El eje central de aquella experiencia educativa en la Habana fue enseñarme a pensar con criterio, para que esa capacidad la pudiera aplicar después a lo que quisiera. Ahora visto desde la distancia pienso que tuve mucha suerte de pasar por ese sitio, porque me abrió una ventana de seis preciosos años para alejarme del utilitarismo profesional y de las modas laborales pasajeras, regalándome la pausa necesaria para madurar, conocerme mejor y descubrir mis vocaciones. Fue una oportunidad para entender qué quería hacer con mi vida antes de comprometerme con alguna especialización. De hecho, después de salir de ahí me di cuenta que no me interesaba en absoluto la carrera diplomática, ni ser un economista al uso, sino que me atraía todo lo que ocurría en el interfaz entre ciencia, tecnología y sociedad, lo que llevó después a dedicarme a la innovación.

Esta historia personal me va a servir para compartir dos ideas que van en dirección contraria a ciertas modas de innovación disruptiva en la educación superior que están hoy tan en boga.

La primera es que la universidad tiene que estar al servicio de la experiencia laboral, de la especialización profesional y por tanto, de lo que ocurre en las empresas. Se repite machaconamente que los programas universitarios deben reenfocarse para priorizar las competencias prácticas, el Know-how y las habilidades con impacto en el día a día profesional. Es muy habitual escuchar críticas de este tipo: “La universidad vive en una burbuja que la aísla del exterior” y no le falta razón en muchos aspectos pero se equivoca en otros. Se le reprocha estar “fuera de la realidad”, pero yo pienso que esa puede ser precisamente su gran ventaja, su aportación diferencial, si se gestiona con inteligencia y se combina con estrategias complementarias.

Lo que precisamente hace distinta a la universidad de cualquier otra experiencia en la vida, y que la hace insustituible, es la oportunidad que ofrece para desarrollar competencias transversales y duraderas, aquellas habilidades que perduran en el tiempo, con independencia de los vaivenes profesionales, entre las que destaca una por encima de todas: el pensamiento crítico. Por eso conectar la universidad con el mundo profesional puede estar bien, pero desconectarla también. Ese es un valor de la educación universitaria “tradicional” que está contenido paradójicamente en las críticas que ahora se le hacen.

* **Registros de anotaciones de detección**
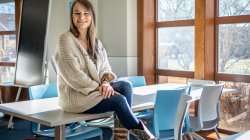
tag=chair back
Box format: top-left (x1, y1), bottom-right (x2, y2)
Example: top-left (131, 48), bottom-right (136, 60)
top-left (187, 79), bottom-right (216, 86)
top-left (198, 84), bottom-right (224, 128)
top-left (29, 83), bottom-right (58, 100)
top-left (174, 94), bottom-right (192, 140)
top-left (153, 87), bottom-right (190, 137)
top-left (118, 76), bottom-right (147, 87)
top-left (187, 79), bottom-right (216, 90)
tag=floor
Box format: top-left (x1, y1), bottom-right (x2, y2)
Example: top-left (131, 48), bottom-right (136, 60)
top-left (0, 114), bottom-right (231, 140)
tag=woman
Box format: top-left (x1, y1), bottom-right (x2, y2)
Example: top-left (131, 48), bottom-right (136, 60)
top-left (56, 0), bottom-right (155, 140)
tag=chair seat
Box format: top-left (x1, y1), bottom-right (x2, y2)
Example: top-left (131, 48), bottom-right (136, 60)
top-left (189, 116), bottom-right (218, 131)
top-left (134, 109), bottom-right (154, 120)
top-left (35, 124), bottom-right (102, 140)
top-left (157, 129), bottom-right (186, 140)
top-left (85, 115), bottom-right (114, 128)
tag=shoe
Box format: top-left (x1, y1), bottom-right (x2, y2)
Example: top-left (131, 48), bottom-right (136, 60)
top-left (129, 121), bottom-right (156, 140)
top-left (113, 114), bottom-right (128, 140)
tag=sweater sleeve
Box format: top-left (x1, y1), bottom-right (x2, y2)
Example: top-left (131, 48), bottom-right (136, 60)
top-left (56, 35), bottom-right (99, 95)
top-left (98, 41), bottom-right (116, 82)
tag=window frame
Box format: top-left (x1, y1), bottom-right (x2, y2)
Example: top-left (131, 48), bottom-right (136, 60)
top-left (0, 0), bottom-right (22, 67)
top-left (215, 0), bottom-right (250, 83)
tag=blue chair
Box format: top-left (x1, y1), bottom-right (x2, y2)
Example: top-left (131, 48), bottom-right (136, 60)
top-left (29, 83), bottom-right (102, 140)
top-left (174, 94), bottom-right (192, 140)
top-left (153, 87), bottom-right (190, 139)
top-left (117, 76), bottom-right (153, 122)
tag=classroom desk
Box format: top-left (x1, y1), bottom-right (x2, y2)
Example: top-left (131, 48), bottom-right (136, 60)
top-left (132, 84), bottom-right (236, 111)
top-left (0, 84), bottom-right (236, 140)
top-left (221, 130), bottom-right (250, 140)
--
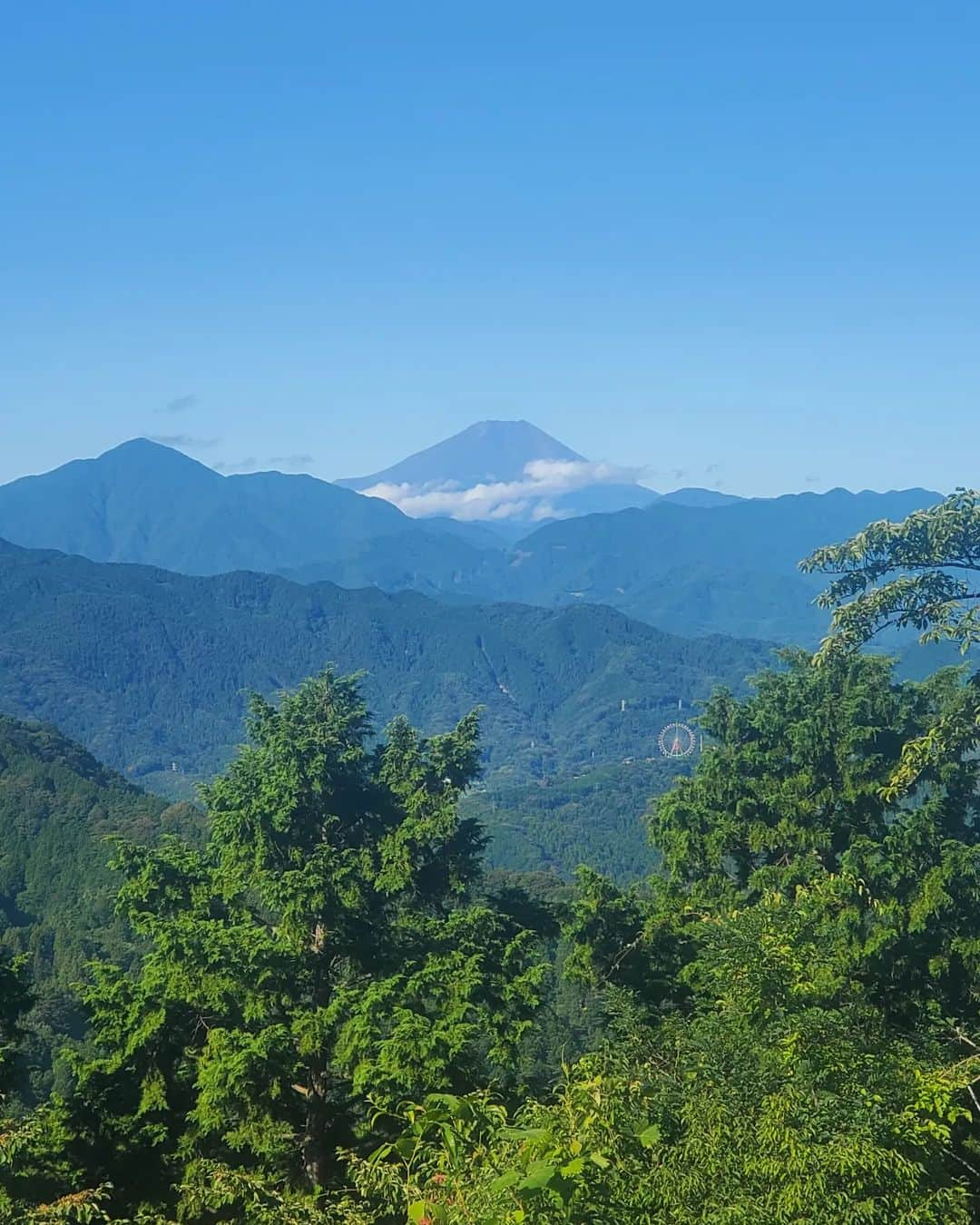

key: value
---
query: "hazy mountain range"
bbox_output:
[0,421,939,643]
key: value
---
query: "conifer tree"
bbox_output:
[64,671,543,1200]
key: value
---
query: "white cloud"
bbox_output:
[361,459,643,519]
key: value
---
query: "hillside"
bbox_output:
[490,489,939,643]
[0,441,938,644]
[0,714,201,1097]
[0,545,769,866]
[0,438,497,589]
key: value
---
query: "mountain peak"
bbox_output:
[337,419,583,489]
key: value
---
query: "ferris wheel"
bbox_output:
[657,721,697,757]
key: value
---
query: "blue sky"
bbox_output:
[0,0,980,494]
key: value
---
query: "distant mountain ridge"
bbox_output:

* **TAREAS PROPUESTAS**
1/ Según el fragmento sobre la universidad, ¿qué competencia destaca por encima de todas entre las transversales y duraderas?
2/ Reproduce del fragmento sobre la universidad el pasaje que va desde "El eje central" hasta "a la innovación.".

* **SOLUCIONES RESUELTAS**
1/ El pensamiento crítico.

2/
El eje central de aquella experiencia educativa en la Habana fue enseñarme a pensar con criterio, para que esa capacidad la pudiera aplicar después a lo que quisiera. Ahora visto desde la distancia pienso que tuve mucha suerte de pasar por ese sitio, porque me abrió una ventana de seis preciosos años para alejarme del utilitarismo profesional y de las modas laborales pasajeras, regalándome la pausa necesaria para madurar, conocerme mejor y descubrir mis vocaciones. Fue una oportunidad para entender qué quería hacer con mi vida antes de comprometerme con alguna especialización. De hecho, después de salir de ahí me di cuenta que no me interesaba en absoluto la carrera diplomática, ni ser un economista al uso, sino que me atraía todo lo que ocurría en el interfaz entre ciencia, tecnología y sociedad, lo que llevó después a dedicarme a la innovación.